**EXTRAIT CHOISI:**

------------------------------------------------------------

On peut, en attendant un règlement entier, décharger tout d’un coup les sorties de la France, qui aussi bien ne sont présentement à rien ; réduire les passages et entrées des villes en un seul et même endroit, ou bureau, savoir à la dernière entrée et non pas en trente lieux différents, comme cela se pratique, ce qui ruine le commerce et la consommation ; diminuer de moitié les entrées, qui sont exorbitantes dans les villes non taillables, comme presque toutes celles des liqueurs, et les faire payables depuis le matin jusqu’au soir, et non à de certaines heures, comme cela se fait à présent pour avoir lieu de tout confisquer ; réduire au huitième, comme partout en France, le droit de quatrième, ou pour mieux dire de troisième, qui se paie dans les généralités de Rouen, d’Amiens, de Caen et d’Alençon dans la vente en détail des liqueurs. Il y aura considérablement à gagner non seulement pour les peuples mais aussi pour les traitants, parce que dans ces contrées il y a dans des années plus de six à sept mille muids de liqueurs perdus, pendant que plus d’un million de personnes ne boivent que de l’eau durant ce temps-là, à ordinaire règle ; et alors tout cela se consommera, et même davantage.

On fait voir que les aides, outre qu’elles sont exorbitantes et accompagnées de servitudes violentes, coûtent au royaume plus de quatre cents millions, pour seize millions qui en reviennent au Roi, et qu’on lui paierait au triple s’il lui plaisait de les remettre dans une autre assiette qui allât directement en ses mains ; au moyen de quoi, tout se trouverait rétabli, c’est-à-dire la fortune de près de quinze millions de créatures, et du Roi par conséquent, par la consommation qui se ferait des liqueurs ; qu’il se débitait dans de certaines villes jusqu’à soixante mille pièces de vins, lorsque le droit d’entrée n’était qu’à cinq livres, et maintenant qu’il est à vingt-cinq livres, il ne s’y en débite pas dix mille pièces ; qu’il y a quatre ans qu’il se vendait à Paris pour cent mille écus de volaille et de gibier par semaine, le droit du Roi n’étant qu’à un sol pour livre, et depuis que ce droit est à deux sols six deniers, cette vente ne va pas à la sixième partie.

Mais si le Roi ne veut pas faire une modification générale des aides, on représente qu’il est absolument nécessaire que Sa Majesté réduise au huitième, comme dans tout le reste du royaume, le quatrième ou plutôt le troisième qui se paie dans les généralités de Rouen, d’Amiens, de Caen et d’Alençon. Il faut aussi nécessairement que Sa Majesté réduise à la moitié les entrées qui sont exorbitantes dans cinq ou six villes non taillables de ces quatre généralités, lesquelles entrées, en beaucoup d’endroits, excèdent deux fois le prix de la denrée. Il faut obliger les traitants, en quelque nombre qu’ils soient dans un endroit, d’avoir tous leurs commis dans un seul bureau qui sera ouvert depuis le matin jusqu’au soir, pour expédier les marchands et voituriers sur-le-champ. Il faut que dans chaque bureau il y ait un tableau visé par l’intendant, qui contienne les droits sur chaque espèce de denrée ou de liqueur.

------------------------------------------------------------

Entrées de données enregistrées
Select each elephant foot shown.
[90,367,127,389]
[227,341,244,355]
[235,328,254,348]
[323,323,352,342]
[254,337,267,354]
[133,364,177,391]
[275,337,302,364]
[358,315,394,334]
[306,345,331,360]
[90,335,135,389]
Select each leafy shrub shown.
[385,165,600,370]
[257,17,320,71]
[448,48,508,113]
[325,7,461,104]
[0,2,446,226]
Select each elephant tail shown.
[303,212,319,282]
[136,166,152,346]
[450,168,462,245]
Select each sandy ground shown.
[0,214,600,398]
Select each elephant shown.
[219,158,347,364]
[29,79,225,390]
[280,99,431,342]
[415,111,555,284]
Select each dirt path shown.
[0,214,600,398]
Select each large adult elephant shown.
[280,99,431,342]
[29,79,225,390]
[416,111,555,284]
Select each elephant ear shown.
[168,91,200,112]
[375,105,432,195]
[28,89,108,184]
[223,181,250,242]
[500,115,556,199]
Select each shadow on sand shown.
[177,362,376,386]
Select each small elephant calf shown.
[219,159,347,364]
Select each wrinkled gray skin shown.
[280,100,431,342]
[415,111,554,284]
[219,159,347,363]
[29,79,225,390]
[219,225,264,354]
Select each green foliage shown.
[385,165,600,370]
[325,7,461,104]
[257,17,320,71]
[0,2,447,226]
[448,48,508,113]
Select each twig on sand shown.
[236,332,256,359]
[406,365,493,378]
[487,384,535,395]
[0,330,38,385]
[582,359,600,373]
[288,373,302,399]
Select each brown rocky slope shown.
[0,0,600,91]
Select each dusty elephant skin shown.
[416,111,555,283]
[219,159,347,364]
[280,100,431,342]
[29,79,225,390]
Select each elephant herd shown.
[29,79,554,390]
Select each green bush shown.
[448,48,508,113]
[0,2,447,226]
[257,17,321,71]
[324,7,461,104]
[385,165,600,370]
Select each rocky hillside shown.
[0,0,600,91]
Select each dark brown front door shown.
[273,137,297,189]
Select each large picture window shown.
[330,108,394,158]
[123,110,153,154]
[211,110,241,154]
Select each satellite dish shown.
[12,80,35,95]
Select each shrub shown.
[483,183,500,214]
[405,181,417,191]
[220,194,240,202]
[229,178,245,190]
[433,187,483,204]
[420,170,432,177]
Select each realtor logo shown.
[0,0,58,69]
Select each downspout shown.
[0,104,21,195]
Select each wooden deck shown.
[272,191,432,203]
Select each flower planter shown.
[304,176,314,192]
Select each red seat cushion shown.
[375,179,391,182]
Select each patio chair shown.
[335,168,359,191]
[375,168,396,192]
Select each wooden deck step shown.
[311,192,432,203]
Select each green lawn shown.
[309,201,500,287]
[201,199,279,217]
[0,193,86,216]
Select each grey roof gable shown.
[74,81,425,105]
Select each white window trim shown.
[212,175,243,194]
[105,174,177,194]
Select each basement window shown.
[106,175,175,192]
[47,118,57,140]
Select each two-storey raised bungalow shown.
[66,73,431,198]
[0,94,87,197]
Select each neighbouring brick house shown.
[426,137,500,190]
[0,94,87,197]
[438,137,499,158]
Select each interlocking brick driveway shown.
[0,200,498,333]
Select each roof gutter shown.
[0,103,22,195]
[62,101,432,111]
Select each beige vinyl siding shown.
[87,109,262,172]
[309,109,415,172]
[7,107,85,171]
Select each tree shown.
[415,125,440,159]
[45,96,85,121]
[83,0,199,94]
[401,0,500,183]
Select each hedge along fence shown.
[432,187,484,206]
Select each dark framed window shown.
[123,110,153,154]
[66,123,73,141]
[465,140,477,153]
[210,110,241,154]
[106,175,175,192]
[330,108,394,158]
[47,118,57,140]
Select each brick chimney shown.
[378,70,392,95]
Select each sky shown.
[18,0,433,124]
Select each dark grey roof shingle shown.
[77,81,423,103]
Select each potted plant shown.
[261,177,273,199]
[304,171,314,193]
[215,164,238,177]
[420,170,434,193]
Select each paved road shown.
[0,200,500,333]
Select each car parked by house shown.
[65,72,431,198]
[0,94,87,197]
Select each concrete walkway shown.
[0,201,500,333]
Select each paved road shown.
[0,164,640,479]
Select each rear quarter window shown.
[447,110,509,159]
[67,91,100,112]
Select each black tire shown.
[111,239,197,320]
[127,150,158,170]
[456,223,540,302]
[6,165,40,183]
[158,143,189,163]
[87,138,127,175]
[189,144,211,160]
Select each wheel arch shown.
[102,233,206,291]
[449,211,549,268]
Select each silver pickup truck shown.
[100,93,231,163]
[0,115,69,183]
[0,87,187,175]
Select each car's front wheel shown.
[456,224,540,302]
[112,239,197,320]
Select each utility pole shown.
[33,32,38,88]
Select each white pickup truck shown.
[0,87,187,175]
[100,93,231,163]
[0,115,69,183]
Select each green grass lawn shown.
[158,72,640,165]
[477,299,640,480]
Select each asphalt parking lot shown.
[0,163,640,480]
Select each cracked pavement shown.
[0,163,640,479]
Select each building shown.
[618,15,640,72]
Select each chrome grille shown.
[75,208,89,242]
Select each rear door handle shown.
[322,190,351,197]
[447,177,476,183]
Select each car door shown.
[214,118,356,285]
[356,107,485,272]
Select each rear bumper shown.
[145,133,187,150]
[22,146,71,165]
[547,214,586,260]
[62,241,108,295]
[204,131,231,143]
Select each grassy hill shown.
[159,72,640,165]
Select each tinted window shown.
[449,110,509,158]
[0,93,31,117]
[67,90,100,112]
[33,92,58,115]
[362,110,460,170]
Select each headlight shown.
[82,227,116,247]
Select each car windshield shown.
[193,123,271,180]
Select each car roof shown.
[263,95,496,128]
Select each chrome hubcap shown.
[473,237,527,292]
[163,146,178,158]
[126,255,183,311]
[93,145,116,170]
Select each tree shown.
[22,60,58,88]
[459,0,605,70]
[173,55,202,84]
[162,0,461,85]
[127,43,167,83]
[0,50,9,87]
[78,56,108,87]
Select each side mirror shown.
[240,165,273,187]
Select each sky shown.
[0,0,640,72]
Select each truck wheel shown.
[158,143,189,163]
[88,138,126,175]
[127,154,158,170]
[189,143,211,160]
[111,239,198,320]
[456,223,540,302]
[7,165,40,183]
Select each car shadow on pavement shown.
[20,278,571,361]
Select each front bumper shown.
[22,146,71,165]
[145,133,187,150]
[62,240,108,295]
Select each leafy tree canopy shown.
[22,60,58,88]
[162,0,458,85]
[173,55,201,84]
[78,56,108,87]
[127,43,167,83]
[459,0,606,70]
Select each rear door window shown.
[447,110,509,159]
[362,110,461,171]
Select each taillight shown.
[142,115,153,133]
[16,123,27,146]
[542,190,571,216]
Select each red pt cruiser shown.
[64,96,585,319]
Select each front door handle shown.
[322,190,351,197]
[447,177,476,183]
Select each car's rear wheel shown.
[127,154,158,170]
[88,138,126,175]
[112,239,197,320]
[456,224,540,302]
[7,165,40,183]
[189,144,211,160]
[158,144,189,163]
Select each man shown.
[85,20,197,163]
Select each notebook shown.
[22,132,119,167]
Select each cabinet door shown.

------------------------------------------------------------

**EXERCICES:**
1. D'après l'extrait choisi, à combien s'élevait le droit d'entrée lorsque certaines villes débitaient jusqu'à soixante mille pièces de vins ?
2. Modifiez les enregistrements de la ligne contenant « Select each cracked pavement shown. » jusqu'à la ligne contenant « [93,145,116,170] » en remplaçant « tinted window » par « darkened window ». Ne redonnez que ces lignes, sans rien changer d'autre.

**RÉPONSES:**
1. Il n'était qu'à cinq livres.

2.
Select each cracked pavement shown.
[0,163,640,479]
Select each building shown.
[618,15,640,72]
Select each chrome grille shown.
[75,208,89,242]
Select each rear door handle shown.
[322,190,351,197]
[447,177,476,183]
Select each car door shown.
[214,118,356,285]
[356,107,485,272]
Select each rear bumper shown.
[145,133,187,150]
[22,146,71,165]
[547,214,586,260]
[62,241,108,295]
[204,131,231,143]
Select each grassy hill shown.
[159,72,640,165]
Select each darkened window shown.
[449,110,509,158]
[0,93,31,117]
[67,90,100,112]
[33,92,58,115]
[362,110,460,170]
Select each headlight shown.
[82,227,116,247]
Select each car windshield shown.
[193,123,271,180]
Select each car roof shown.
[263,95,496,128]
Select each chrome hubcap shown.
[473,237,527,292]
[163,146,178,158]
[126,255,183,311]
[93,145,116,170]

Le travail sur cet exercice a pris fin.